◆ Extract
This function computes the Cox Model based on sPLSR components computed model with

  • as the response: the Residuals of a Cox-Model fitted with no covariate

  • as explanatory variables: Xplan.

It uses the package spls to perform the first step in SPLSR then mixOmics to perform PLSR step fit.

coxsplsDR(Xplan, ...)

# S3 method for default
coxsplsDR(
  Xplan,
  time,
  time2,
  event,
  type,
  origin,
  typeres = "deviance",
  collapse,
  weighted,
  scaleX = TRUE,
  scaleY = TRUE,
  ncomp = min(7, ncol(Xplan)),
  modepls = "regression",
  plot = FALSE,
  allres = FALSE,
  eta = 0.5,
  trace = FALSE,
  ...
)

# S3 method for formula
coxsplsDR(
  Xplan,
  time,
  time2,
  event,
  type,
  origin,
  typeres = "deviance",
  collapse,
  weighted,
  scaleX = TRUE,
  scaleY = TRUE,
  ncomp = min(7, ncol(Xplan)),
  modepls = "regression",
  plot = FALSE,
  allres = FALSE,
  dataXplan = NULL,
  subset,
  weights,
  model_frame = FALSE,
  eta = 0.5,
  trace = FALSE,
  ...
)

Arguments

Xplan

a formula or a matrix with the eXplanatory variables (training) dataset

...

Arguments to be passed on to survival::coxph.

time

for right censored data, this is the follow up time. For interval data, the first argument is the starting time for the interval.

◆ Record list

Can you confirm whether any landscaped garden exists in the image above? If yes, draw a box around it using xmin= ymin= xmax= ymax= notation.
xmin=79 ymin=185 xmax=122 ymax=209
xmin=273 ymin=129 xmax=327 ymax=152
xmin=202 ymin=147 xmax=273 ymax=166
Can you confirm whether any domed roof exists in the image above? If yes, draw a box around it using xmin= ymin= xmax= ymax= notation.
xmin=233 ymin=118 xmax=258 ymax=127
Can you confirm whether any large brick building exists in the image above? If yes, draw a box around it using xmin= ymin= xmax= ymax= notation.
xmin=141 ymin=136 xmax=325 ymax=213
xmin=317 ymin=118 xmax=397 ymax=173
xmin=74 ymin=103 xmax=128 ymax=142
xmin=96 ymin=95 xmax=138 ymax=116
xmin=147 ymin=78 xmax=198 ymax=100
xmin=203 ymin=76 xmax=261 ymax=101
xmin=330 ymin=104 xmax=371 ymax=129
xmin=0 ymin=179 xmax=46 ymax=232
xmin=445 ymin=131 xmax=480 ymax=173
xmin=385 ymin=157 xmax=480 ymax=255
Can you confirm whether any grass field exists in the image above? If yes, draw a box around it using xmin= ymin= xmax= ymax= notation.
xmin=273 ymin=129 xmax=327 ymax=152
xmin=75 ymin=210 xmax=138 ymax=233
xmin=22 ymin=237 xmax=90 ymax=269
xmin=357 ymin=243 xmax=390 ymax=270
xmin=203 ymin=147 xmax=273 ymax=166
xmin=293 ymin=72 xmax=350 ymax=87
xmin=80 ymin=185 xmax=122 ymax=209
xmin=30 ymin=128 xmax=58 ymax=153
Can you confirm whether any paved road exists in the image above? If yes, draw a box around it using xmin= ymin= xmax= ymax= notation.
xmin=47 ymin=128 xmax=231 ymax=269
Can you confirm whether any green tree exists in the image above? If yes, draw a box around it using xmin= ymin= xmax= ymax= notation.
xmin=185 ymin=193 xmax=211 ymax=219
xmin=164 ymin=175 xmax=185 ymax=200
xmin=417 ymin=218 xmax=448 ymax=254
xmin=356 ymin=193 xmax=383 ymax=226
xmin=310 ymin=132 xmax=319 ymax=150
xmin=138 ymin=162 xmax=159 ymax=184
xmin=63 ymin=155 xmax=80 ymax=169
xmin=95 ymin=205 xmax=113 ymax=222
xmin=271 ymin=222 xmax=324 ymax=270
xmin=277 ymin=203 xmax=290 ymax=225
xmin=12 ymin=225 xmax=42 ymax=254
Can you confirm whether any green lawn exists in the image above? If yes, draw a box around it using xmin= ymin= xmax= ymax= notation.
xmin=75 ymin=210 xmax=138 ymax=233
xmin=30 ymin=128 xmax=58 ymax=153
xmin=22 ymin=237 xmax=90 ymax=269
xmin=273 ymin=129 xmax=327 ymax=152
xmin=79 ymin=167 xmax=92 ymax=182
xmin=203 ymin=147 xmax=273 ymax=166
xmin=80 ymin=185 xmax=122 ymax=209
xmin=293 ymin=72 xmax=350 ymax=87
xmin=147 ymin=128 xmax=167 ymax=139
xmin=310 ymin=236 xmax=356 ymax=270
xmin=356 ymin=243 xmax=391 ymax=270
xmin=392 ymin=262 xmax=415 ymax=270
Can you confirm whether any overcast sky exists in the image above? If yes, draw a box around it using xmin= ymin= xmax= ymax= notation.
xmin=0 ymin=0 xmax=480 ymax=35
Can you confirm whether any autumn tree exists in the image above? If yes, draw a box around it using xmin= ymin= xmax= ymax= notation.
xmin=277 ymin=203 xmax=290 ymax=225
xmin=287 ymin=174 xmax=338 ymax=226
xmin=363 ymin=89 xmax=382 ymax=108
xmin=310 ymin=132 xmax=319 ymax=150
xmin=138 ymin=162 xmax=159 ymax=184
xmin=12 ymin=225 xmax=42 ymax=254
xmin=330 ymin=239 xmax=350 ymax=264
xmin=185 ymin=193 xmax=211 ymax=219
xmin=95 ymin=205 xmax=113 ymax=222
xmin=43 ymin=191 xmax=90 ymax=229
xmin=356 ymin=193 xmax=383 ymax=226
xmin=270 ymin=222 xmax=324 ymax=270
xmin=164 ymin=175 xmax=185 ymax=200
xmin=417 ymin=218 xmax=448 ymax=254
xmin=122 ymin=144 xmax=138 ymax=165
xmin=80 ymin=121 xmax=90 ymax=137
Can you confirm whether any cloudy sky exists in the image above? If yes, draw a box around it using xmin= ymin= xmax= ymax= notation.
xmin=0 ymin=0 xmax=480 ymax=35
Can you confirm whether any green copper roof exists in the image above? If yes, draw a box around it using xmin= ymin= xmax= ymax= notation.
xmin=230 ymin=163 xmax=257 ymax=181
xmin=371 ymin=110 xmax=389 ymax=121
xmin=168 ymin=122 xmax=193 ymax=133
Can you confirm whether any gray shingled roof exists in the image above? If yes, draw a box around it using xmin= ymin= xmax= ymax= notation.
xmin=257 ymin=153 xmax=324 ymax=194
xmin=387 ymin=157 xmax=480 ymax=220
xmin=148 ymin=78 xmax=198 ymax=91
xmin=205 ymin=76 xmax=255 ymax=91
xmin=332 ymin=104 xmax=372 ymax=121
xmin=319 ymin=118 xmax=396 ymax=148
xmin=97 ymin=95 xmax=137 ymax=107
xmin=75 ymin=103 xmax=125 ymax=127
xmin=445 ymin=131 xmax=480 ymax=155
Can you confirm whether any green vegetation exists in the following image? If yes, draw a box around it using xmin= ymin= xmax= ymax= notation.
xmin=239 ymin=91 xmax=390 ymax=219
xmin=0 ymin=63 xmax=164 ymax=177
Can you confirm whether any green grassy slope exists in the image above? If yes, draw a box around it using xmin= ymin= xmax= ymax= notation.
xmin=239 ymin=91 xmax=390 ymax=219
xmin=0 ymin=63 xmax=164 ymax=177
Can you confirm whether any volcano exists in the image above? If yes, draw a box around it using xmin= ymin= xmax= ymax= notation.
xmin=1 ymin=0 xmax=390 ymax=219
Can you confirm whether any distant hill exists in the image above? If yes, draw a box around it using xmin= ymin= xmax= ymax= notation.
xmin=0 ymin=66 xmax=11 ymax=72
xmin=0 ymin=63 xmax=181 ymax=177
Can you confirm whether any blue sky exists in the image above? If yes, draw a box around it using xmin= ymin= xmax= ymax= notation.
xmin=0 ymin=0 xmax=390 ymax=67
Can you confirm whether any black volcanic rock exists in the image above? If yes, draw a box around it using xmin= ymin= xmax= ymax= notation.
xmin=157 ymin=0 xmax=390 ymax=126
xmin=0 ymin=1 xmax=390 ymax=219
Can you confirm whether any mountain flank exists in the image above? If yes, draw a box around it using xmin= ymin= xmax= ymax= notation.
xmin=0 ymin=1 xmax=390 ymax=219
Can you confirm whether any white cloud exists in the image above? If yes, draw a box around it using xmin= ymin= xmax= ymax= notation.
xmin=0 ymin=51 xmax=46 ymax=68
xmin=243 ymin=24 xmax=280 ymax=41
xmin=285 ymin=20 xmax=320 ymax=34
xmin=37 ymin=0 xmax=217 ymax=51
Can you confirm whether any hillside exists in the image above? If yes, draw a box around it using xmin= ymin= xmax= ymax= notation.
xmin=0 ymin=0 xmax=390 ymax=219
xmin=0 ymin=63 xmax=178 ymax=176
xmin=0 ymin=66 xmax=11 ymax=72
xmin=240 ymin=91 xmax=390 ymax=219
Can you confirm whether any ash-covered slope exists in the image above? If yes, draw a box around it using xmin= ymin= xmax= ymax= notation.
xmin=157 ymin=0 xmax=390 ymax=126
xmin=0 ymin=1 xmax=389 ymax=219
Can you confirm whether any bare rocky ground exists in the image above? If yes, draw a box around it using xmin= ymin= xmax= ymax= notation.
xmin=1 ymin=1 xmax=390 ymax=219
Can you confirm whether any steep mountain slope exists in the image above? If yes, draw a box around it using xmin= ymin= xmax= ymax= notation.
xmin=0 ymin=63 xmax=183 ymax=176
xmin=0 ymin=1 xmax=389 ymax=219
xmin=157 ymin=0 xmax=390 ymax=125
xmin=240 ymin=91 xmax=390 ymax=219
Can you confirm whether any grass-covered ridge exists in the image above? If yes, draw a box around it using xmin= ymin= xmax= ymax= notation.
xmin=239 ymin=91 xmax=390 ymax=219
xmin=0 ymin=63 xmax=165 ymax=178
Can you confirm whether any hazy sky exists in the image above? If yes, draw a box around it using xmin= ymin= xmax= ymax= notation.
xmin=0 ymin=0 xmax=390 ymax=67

◆ Tasks to carry out
[A] Please filter the records down to every line containing the word "tree", and treat uppercase and lowercase as different.
[B] Carry on the coxsplsDR documentation from its last sentence.
The text and the records have nothing to do with each other.

◆ Answer list
[A]
Can you confirm whether any green tree exists in the image above? If yes, draw a box around it using xmin= ymin= xmax= ymax= notation.
Can you confirm whether any autumn tree exists in the image above? If yes, draw a box around it using xmin= ymin= xmax= ymax= notation.

[B]
time2

The status indicator, normally 0=alive, 1=dead. Other choices are TRUE/FALSE (TRUE = death) or 1/2 (2=death). For interval censored data, the status indicator is 0=right censored, 1=event at time, 2=left censored, 3=interval censored. Although unusual, the event indicator can be omitted, in which case all subjects are assumed to have an event.

event

ending time of the interval for interval censored or counting process data only. Intervals are assumed to be open on the left and closed on the right, (start, end]. For counting process data, event indicates whether an event occurred at the end of the interval.

type

character string specifying the type of censoring. Possible values are "right", "left", "counting", "interval", or "interval2". The default is "right" or "counting" depending on whether the time2 argument is absent or present, respectively.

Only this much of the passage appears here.